* **Sección de texto**
Otro aspecto de salud pública fundamental es que muchos países del mundo, entre ellos España, están fomentando la instalación de desfibriladores en lugares muy concurridos (centros comerciales, aeropuertos, instalaciones deportivas, etc.). Esos aparatos portátiles, que pueden ser utilizados por personal no médico que haya completado un curso de formación, emiten un impulso eléctrico con el objetivo de que el corazón recupere el ritmo tras una parada cardiorrespiratoria.

El descubrimiento en los años setenta del siglo pasado de las estatinas, un grupo de fármacos que disminuye el nivel de colesterol en personas que lo tienen alto, nos ha permitido reducir el riesgo de arteriosclerosis y otras enfermedades cardiovasculares. Lo mismo ha ocurrido con medicamentos antitrombóticos como la aspirina o los anticoagulantes.

Por otra parte, las técnicas de circulación extracorpórea han posibilitado operar a corazón abierto. El by-pass cardiopulmonar, también conocido como máquina corazón-pulmón, suplanta temporalmente las funciones del corazón y los pulmones. Esa máquina oxigena y hace circular mecánicamente la sangre del cuerpo mientras el cirujano interviene el corazón del enfermo.

* **Listado de datos**

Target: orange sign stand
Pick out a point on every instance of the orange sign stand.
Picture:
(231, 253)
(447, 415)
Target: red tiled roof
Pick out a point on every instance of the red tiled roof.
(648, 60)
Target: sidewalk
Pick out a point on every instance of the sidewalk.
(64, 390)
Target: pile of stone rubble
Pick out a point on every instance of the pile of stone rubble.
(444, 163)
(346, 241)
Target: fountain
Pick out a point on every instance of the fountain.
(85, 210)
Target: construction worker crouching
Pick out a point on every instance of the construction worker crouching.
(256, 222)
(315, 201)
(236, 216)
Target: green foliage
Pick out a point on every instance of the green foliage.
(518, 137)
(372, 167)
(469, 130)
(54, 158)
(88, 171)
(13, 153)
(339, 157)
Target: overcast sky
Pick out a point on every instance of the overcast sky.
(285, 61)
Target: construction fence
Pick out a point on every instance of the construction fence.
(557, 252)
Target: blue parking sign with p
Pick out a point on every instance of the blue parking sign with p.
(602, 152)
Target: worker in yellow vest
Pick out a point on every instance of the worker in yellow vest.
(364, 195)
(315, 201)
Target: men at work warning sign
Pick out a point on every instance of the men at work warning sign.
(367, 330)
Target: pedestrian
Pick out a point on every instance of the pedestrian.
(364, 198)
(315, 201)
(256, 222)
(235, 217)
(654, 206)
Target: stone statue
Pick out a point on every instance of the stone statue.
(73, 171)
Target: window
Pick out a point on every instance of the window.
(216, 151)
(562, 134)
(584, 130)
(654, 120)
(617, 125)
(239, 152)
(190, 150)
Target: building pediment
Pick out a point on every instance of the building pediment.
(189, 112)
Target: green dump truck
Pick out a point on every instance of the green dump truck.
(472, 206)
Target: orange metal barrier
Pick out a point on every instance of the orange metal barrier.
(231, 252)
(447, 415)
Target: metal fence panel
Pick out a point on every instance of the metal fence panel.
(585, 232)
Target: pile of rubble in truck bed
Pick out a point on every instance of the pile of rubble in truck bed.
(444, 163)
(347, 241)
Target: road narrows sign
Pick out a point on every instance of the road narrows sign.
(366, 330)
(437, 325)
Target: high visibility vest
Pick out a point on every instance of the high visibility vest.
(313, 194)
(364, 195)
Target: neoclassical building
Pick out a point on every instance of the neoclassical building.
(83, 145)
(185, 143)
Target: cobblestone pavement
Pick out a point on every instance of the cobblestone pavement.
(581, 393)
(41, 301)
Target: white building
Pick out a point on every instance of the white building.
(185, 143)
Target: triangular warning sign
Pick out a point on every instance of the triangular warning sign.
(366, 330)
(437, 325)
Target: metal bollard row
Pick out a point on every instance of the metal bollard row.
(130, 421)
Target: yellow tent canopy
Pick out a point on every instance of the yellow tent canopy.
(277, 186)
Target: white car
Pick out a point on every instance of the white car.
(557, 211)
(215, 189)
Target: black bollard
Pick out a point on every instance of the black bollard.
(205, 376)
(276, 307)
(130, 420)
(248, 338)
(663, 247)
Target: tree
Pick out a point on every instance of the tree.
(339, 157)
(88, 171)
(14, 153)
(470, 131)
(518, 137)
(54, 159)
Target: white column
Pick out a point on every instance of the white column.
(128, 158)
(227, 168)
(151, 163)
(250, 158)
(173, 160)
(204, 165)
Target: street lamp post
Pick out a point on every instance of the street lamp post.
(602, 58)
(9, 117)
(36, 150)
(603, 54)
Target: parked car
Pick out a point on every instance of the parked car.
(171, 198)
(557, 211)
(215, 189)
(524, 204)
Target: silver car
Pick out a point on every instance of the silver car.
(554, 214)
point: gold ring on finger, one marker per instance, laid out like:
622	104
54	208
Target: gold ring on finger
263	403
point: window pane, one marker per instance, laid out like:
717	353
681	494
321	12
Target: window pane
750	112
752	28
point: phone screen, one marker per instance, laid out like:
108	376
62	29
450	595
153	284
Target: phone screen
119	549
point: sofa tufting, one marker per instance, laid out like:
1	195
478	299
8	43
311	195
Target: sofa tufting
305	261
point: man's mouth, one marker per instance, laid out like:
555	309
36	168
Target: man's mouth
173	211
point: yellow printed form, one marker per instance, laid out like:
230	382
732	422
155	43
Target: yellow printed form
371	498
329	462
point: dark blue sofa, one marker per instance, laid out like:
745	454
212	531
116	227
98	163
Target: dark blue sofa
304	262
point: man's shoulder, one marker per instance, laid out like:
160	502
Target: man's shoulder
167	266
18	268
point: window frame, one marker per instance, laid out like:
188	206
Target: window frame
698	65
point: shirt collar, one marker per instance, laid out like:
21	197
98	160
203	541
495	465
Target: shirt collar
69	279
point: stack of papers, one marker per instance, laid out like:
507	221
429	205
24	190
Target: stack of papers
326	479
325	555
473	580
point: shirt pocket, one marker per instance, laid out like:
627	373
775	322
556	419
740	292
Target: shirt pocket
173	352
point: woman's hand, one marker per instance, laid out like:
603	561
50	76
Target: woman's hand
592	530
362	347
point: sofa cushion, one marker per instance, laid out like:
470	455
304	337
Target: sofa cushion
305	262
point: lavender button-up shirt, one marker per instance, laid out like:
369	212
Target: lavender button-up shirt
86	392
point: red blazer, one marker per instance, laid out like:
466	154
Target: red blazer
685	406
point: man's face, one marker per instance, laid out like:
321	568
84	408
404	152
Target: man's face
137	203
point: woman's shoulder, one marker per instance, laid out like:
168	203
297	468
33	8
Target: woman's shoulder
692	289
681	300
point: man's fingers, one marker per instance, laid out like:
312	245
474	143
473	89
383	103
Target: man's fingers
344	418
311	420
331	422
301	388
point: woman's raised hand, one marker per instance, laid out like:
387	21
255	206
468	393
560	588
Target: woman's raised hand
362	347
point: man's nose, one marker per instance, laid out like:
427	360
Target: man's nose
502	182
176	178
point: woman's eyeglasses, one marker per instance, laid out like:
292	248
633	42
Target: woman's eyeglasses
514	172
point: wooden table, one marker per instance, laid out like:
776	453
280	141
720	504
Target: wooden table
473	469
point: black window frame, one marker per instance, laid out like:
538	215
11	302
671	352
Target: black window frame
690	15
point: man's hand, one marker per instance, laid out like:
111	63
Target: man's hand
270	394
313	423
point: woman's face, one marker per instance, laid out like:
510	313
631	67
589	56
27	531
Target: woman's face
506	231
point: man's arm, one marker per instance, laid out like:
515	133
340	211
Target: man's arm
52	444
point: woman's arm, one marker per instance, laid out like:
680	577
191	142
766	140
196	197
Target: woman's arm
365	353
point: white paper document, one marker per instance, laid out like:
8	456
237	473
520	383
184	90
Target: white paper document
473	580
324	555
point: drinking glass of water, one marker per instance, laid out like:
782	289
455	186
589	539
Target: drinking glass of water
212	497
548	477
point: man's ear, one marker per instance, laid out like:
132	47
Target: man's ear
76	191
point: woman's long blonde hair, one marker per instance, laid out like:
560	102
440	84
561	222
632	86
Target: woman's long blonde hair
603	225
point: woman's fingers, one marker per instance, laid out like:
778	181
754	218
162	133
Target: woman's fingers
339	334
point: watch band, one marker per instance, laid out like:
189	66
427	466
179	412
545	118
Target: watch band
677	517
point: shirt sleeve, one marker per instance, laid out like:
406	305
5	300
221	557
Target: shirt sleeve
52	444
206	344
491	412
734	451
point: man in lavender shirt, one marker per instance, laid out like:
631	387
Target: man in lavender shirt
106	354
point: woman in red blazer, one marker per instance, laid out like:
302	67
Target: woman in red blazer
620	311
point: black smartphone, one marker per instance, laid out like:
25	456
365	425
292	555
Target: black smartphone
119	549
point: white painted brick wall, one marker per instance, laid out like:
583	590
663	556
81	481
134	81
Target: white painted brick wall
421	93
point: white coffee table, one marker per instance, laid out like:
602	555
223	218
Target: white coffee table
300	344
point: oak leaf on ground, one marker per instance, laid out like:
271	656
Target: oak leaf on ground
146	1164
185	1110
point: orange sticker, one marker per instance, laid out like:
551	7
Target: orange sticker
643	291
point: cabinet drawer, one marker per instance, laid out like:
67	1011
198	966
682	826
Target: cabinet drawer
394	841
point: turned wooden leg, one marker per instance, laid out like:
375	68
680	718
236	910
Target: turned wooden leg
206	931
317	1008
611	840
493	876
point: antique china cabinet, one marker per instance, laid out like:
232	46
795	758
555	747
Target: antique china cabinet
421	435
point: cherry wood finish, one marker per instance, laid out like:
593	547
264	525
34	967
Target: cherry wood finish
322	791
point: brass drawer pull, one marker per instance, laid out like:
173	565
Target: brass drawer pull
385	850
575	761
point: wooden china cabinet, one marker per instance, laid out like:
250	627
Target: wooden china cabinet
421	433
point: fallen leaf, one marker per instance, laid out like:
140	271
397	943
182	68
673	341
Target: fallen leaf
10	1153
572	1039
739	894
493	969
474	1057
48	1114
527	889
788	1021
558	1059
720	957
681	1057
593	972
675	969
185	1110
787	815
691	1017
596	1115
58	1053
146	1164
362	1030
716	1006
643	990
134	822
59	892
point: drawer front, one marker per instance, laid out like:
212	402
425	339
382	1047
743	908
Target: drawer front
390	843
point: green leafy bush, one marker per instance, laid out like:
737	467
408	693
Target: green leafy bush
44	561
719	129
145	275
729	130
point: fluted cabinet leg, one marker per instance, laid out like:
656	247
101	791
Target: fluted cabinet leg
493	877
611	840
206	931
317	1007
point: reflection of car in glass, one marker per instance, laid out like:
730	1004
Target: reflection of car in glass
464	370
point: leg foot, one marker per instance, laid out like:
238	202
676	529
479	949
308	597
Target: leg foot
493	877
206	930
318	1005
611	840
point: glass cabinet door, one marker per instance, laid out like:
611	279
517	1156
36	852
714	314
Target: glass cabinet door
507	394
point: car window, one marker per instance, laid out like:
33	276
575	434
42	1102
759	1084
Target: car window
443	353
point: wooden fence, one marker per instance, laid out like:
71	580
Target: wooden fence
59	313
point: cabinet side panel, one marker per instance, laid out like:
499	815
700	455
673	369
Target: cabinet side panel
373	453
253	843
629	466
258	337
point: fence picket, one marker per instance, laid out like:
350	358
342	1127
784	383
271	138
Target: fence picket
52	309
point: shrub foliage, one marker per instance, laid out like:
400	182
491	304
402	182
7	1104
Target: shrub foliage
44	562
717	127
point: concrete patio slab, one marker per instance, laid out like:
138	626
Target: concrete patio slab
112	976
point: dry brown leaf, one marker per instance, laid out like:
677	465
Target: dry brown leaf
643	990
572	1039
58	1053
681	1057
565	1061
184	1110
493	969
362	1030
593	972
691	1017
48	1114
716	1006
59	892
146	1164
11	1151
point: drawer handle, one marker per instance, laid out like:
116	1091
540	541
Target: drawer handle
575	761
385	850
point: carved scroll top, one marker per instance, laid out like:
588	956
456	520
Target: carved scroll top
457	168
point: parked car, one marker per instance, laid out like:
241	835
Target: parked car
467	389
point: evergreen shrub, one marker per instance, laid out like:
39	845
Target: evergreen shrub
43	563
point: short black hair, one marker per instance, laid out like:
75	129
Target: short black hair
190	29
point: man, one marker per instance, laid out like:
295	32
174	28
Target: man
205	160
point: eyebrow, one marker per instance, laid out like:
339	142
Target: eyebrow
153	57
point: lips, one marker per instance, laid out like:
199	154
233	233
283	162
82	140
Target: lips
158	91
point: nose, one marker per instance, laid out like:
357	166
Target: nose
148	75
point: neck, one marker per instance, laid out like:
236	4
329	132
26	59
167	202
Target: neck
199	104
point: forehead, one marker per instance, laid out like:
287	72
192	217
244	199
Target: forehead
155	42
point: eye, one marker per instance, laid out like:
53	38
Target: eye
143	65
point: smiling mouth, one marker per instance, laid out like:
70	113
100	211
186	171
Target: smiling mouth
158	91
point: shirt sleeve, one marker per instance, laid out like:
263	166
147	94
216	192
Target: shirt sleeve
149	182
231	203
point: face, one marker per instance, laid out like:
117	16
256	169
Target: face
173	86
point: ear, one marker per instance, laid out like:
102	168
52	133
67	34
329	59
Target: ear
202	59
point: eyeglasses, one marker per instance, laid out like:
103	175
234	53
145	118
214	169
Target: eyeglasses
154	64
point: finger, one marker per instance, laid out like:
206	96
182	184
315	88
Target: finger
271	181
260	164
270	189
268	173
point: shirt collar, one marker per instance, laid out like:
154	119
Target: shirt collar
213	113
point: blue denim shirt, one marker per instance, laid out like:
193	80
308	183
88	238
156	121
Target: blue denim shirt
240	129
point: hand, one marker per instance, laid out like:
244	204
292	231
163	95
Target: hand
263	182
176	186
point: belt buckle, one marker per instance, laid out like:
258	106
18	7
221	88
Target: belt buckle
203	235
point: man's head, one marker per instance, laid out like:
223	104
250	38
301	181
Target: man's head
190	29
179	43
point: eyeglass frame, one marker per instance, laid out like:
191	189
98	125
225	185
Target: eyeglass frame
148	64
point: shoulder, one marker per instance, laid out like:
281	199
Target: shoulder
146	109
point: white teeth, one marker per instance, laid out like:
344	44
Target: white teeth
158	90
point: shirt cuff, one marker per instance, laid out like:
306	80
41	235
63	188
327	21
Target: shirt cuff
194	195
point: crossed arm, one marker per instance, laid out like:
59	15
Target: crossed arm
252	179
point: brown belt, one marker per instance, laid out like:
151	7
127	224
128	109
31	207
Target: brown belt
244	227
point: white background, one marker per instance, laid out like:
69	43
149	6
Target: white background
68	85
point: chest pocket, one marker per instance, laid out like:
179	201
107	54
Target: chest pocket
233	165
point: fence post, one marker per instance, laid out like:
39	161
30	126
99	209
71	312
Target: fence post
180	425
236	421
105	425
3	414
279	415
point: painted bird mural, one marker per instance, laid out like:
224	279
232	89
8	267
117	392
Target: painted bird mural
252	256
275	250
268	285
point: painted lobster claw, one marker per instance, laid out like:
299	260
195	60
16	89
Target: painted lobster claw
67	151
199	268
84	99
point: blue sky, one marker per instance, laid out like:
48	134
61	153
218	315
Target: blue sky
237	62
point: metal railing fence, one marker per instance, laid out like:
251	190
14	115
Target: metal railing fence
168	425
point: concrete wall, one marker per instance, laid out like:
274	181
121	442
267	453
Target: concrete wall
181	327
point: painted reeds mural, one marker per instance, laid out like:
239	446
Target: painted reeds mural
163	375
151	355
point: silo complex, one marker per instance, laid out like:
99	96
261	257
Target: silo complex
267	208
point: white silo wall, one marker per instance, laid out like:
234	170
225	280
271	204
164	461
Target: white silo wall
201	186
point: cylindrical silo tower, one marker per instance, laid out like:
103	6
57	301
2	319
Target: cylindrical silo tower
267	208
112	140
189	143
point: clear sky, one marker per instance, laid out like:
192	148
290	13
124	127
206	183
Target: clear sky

* **Consigna 1**
Según el texto sobre salud cardiovascular, ¿en qué época se descubrieron las estatinas?
* **Consigna 2**
Cita sin cambios la parte del texto sobre salud cardiovascular que se abre con las palabras que contienen "Otro aspecto de" y se cierra con "una parada cardiorrespiratoria.".
* **Consigna 3**
Prolonga el texto sobre salud cardiovascular a partir del punto en que se detiene.
Las filas no tienen ningún papel en este ejercicio.

* **Resultado del ejercicio 1**
En los años setenta del siglo pasado.

* **Resultado del ejercicio 2**
Otro aspecto de salud pública fundamental es que muchos países del mundo, entre ellos España, están fomentando la instalación de desfibriladores en lugares muy concurridos (centros comerciales, aeropuertos, instalaciones deportivas, etc.). Esos aparatos portátiles, que pueden ser utilizados por personal no médico que haya completado un curso de formación, emiten un impulso eléctrico con el objetivo de que el corazón recupere el ritmo tras una parada cardiorrespiratoria.

* **Resultado del ejercicio 3**
El uso de la tecnología informática está a punto de revolucionar la medicina en Estados Unidos. Con ella podremos acceder al historial médico completo de un paciente y saber de forma muy precisa qué enfermedades ha tenido, qué medicamentos ha tomado o qué pruebas se le han practicado. Digitalizar millones de historiales clínicos supone una inversión considerable de tiempo y dinero, pero hacerlo facilitará el tratamiento y será extraordinariamente beneficioso tanto para el facultativo como para el paciente.

Hemos conseguido avances científicos impensables tan sólo una década atrás y estamos muy cerca de otros que podrían revolucionar el campo de la medicina. Hemos desarrollado vacunas para prevenir enfermedades que antes eran mortales y antibióticos que las tratan. Robots dirigidos por expertos pueden operar con absoluta precisión. Pronto esos expertos podrán dar órdenes a las máquinas a miles de kilómetros de distancia. Eso nos permitirá salvar las vidas de muchos enfermos que viven en países en vías de desarrollo. También hemos sido capaces de crear una polipíldora que previene un nuevo infarto de miocardio en personas que ya han tenido un primer aviso y que es igual de eficaz, menos difícil de olvidar y más económica que las tres píldoras administradas anteriormente. El bajo coste de esa única píldora permite distribuirla con éxito en países en vías de desarrollo.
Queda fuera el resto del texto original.